§ **PROBLEM STATEMENT**
Reproduce the listing below line for line, with every character unchanged.

§ **MATERIAL SHOWN**

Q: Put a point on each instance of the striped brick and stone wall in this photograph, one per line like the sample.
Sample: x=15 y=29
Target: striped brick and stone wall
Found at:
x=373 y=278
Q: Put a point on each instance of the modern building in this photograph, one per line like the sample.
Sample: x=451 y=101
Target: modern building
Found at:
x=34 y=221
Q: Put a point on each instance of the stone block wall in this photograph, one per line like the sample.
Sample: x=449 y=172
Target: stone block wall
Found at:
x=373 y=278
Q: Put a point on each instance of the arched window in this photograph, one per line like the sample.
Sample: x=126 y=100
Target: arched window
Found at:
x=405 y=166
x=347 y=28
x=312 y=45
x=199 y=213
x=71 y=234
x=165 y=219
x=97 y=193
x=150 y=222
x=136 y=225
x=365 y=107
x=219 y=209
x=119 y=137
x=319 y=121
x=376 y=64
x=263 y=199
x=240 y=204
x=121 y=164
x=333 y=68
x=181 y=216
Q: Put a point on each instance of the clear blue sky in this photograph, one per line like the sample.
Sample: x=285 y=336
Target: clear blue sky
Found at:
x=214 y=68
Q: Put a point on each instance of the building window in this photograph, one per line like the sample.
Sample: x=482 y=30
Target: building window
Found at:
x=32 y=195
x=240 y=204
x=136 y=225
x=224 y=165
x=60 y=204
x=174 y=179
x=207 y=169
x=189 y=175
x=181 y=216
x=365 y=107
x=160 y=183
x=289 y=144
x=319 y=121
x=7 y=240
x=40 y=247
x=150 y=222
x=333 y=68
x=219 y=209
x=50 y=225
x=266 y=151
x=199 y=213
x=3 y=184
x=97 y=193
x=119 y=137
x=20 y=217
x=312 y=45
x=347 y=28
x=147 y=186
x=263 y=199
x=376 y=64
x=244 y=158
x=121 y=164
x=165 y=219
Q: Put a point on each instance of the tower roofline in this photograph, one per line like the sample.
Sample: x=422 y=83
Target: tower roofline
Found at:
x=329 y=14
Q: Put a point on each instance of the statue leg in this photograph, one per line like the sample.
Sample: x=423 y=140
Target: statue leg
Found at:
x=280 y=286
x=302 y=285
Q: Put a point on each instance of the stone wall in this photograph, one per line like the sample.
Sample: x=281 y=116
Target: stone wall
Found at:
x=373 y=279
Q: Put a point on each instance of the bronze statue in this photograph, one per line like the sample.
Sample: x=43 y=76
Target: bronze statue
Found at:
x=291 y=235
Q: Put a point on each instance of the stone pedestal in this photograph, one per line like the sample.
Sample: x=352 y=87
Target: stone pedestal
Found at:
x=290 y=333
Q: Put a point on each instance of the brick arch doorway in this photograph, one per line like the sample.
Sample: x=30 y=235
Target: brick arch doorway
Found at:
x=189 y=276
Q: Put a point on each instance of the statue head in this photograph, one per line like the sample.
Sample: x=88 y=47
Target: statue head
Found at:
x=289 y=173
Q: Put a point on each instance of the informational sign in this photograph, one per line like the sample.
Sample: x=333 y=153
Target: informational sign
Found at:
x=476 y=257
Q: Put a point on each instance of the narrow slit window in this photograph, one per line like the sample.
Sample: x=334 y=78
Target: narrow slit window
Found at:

§ **TASK SOLUTION**
Q: Put a point on each instance of the striped brick and stone wall in this photograph, one per line like the sample.
Sample: x=15 y=29
Target: striped brick and stone wall
Found at:
x=373 y=278
Q: Put a point on each instance of the modern building in this photograph, one per line like the sample.
Sample: x=451 y=101
Target: modern building
Found at:
x=34 y=221
Q: Put a point on each instance of the stone block wall in this photograph, one per line like the sample.
Sample: x=449 y=172
Target: stone block wall
Found at:
x=373 y=278
Q: Put a point on each instance of the arched window in this photograph, one per line like the sample.
Sample: x=126 y=100
Target: arched window
Found at:
x=405 y=166
x=347 y=28
x=312 y=45
x=199 y=213
x=71 y=234
x=165 y=219
x=97 y=193
x=150 y=222
x=136 y=225
x=365 y=107
x=219 y=209
x=119 y=137
x=319 y=121
x=376 y=64
x=263 y=199
x=240 y=204
x=121 y=164
x=333 y=68
x=181 y=216
Q: Put a point on each instance of the clear blue sky in this photograph, one per line like the sample.
Sample: x=285 y=336
Target: clear blue sky
Found at:
x=214 y=68
Q: Put a point on each instance of the building window in this photograph, one per line like the sample.
Sample: x=482 y=30
Target: building window
Found at:
x=32 y=195
x=240 y=204
x=136 y=225
x=224 y=165
x=60 y=204
x=174 y=179
x=207 y=169
x=189 y=175
x=181 y=216
x=365 y=107
x=160 y=183
x=289 y=144
x=319 y=121
x=7 y=240
x=40 y=247
x=150 y=222
x=333 y=68
x=219 y=209
x=50 y=225
x=266 y=151
x=199 y=213
x=3 y=184
x=97 y=193
x=119 y=137
x=20 y=217
x=312 y=45
x=347 y=28
x=147 y=186
x=263 y=199
x=376 y=64
x=244 y=158
x=121 y=164
x=165 y=219
Q: Put a point on each instance of the tower roofline in this photograph, one per line like the sample.
Sample: x=422 y=83
Target: tower roofline
Found at:
x=329 y=14
Q: Put a point on each instance of the statue leg in this photograph, one per line like the sample.
Sample: x=423 y=140
Target: statue leg
Found at:
x=280 y=286
x=302 y=285
Q: Put a point on each instance of the stone wall in this photograph, one per line like the sample.
Sample: x=281 y=116
Target: stone wall
Found at:
x=373 y=279
Q: Put a point on each instance of the bronze statue in this photograph, one per line like the sample.
Sample: x=43 y=76
Target: bronze statue
Found at:
x=291 y=235
Q: Put a point on each instance of the stone pedestal in this photograph, one per line like the sample.
Sample: x=352 y=87
Target: stone pedestal
Found at:
x=290 y=333
Q: Put a point on each instance of the brick arch doorway in this photograph, one per line like the sample.
Sample: x=30 y=235
Target: brick arch doorway
Found at:
x=189 y=276
Q: Put a point on each instance of the statue head in this photograph, one per line like the sample.
Sample: x=88 y=47
Target: statue head
Found at:
x=289 y=173
Q: Put a point on each instance of the informational sign in this photograph, one per line like the sample.
Sample: x=333 y=153
Target: informational sign
Found at:
x=476 y=257
Q: Put a point on each instance of the narrow slit window in this photograph, one per line like the sample.
Sample: x=334 y=78
Target: narrow slit window
Found at:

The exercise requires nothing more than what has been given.